** start of WORKING DATA **

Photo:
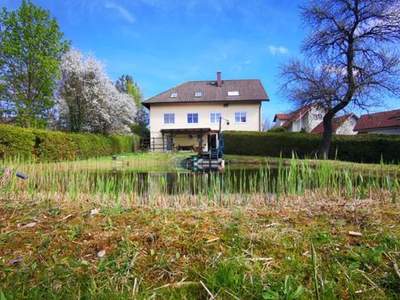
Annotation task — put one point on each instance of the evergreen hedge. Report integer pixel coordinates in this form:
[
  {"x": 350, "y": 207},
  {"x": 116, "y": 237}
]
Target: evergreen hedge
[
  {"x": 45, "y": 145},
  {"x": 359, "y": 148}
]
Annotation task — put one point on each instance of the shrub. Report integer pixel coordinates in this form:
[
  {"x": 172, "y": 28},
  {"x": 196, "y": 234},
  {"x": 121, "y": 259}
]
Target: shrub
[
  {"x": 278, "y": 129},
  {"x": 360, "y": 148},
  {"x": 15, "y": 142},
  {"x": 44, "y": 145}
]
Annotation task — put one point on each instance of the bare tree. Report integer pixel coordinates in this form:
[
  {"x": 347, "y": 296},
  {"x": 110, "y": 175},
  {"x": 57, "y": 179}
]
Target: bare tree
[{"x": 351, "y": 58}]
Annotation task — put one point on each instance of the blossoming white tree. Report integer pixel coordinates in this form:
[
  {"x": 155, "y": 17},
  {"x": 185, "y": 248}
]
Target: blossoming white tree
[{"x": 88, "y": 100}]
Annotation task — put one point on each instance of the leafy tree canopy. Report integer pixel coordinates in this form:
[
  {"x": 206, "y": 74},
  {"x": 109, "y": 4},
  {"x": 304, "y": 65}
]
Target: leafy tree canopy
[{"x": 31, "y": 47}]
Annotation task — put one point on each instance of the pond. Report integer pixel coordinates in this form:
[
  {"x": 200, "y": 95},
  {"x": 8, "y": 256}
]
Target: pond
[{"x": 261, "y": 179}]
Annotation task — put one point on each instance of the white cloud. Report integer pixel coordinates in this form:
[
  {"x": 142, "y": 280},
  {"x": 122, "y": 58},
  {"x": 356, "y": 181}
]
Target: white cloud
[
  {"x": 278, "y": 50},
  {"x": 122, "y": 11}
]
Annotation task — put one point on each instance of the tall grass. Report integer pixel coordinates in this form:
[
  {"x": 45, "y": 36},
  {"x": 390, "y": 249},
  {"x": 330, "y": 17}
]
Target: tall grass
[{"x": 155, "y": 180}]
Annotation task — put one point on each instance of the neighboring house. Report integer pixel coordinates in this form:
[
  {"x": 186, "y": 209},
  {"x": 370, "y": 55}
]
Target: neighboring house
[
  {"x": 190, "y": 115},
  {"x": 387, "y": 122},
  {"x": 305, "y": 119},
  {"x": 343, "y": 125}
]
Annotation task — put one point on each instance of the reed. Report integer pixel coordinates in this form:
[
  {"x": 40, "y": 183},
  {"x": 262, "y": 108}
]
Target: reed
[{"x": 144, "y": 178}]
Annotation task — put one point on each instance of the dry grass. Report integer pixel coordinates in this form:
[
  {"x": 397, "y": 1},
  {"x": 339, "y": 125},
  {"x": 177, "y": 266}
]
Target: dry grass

** end of WORKING DATA **

Retype the lines word for word, starting with the line that contains "the dry grass." and going on through the last line.

> _FINAL RESULT_
Annotation task — put one point on each instance of the dry grass. Report integer pixel coordinates in this form:
[
  {"x": 397, "y": 1},
  {"x": 339, "y": 125},
  {"x": 177, "y": 266}
]
Target: dry grass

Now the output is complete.